The first image we have of Jesus in the Upper Room is that of knowing and loving; He was knowing that “His hour had come” and He was loving “His own.” The words “that He would depart out of the world to the Father” seem to be an understatement, in that the avenue of His departure would be betrayal and crucifixion.

 

It was Passover and He was the Passover Lamb. All week Jerusalem was proclaiming, “It is Passover!” Visitors to Jerusalem filled the streets, the atmosphere charged with anticipation, the priesthood and its supporting players geared up for the great event, the merchants catering to the wants and needs of the observant, the motels overflowing.

 

There were many lambs in and around Jerusalem that week, but only one Lamb of God. Did anyone recognize Him? How many people passed Him by that week, giving Him no notice? What about those who, on what we call Palm Sunday, welcomed Him with shouts and rejoicing and the red carpet? What did they see that day? What did they think of Him throughout the week, if they thought of Him at all?

 

Consider that the red carpet of Palm Sunday will turn into the Way of Sorrow within hours of the supper of John 13 – much can change within a week. One day Jesus is welcomed into the city, another day He is pushed out of the city to Golgotha. One day the crowds are shouting, “Hosanna!”, another day, “Crucify Him!”

 

Are we any different than the crowds? Is the professing church any different today than the scribes and Pharisees and religious crowds of two thousand years ago?

 

In the first chapter of John’s Gospel, John the Baptist cries, “Behold, the Lamb of God who takes away the sin of the world!” (John 1:29).  Then the following day John says it again, “Behold, the Lamb of God!” (John 1:36). What kind of language is this? It must be figurative…or was it? Certainly it is figurative, how could it be otherwise? How could a man be a lamb? How could a lamb be a man?

 

How could anyone or anything take away the sin of the world? Why if a man cannot take away his own sin, try as he might, how can we contemplate one person taking away the sin of the world?

 

But if, but if, John’s cry is true in a sense other than figurative, then we have the unthinkable, for against the backdrop of the Torah, in the context of the sacrificial system of the Mosaic priesthood…lambs are sacrificed, lambs are slaughtered, blood is shed – most especially at Passover when every household offers a lamb and feeds on it. A lamb, until it is sacrificed, is but a lamb – but once it is sacrificed at Passover it becomes something else…something that we can experience but not comprehensively define…much like the Lord’s Table – and since holy Communion subsumes Passover and transposes it upward into the heavens, we should not be surprised at our inability to partake of Him but not explain Him.

 

After all, the Tabernacle and its offerings were reflections of realities in the heavens, they were “a copy and shadow of the heavenly things, just was Moses was warned by God when he was about to erect the tabernacle; for ‘See,’ He says, ‘that you make all things according to the pattern which was shown you on the mountain’” (Hebrews 8:5).

 

Passover requires a lamb, and the Lamb requires a Passover. But which Passover will it be?

- _EXERCISE 1_:
Answer these about the passage on Passover, one line each:
(a) Which two verses are cited for John the Baptist's cry about the Lamb of God?
(b) Which verse is cited for the Tabernacle being "a copy and shadow of the heavenly things"?
(c) What two shouts from the crowds does the passage contrast?

- _PROVIDED INFORMATION_:
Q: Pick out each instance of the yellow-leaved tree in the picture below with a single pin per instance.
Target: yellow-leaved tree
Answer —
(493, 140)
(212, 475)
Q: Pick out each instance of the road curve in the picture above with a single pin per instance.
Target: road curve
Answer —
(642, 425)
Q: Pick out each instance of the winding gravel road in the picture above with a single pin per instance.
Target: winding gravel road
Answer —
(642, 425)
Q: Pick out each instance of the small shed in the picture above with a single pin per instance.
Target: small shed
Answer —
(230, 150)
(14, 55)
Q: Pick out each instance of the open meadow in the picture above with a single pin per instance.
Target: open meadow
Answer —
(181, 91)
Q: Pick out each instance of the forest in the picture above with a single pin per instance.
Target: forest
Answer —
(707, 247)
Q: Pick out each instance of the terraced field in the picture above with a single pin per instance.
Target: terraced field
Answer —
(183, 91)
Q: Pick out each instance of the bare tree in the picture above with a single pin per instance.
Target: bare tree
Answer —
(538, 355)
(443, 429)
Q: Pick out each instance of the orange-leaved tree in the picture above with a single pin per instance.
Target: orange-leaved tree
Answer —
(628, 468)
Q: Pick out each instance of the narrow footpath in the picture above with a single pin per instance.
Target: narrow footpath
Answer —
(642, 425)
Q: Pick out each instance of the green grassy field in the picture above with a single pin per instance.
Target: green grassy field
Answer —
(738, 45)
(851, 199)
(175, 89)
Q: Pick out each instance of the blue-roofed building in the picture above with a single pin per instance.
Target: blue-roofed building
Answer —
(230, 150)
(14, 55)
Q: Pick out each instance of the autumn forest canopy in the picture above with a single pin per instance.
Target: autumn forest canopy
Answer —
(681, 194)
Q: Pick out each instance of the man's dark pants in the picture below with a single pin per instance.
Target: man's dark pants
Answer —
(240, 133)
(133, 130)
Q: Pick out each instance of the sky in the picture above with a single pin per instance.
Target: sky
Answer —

- _EXERCISE 2_:
Please reproduce the records word for word, starting at the line that contains "Q: Pick out each instance of the autumn" and continuing through the last line of the records.

- _REPLY 1_:
(a) John 1:29 and John 1:36
(b) Hebrews 8:5
(c) "Hosanna!" and "Crucify Him!"

- _REPLY 2_:
Q: Pick out each instance of the autumn forest canopy in the picture above with a single pin per instance.
Target: autumn forest canopy
Answer —
(681, 194)
Q: Pick out each instance of the man's dark pants in the picture below with a single pin per instance.
Target: man's dark pants
Answer —
(240, 133)
(133, 130)
Q: Pick out each instance of the sky in the picture above with a single pin per instance.
Target: sky
Answer —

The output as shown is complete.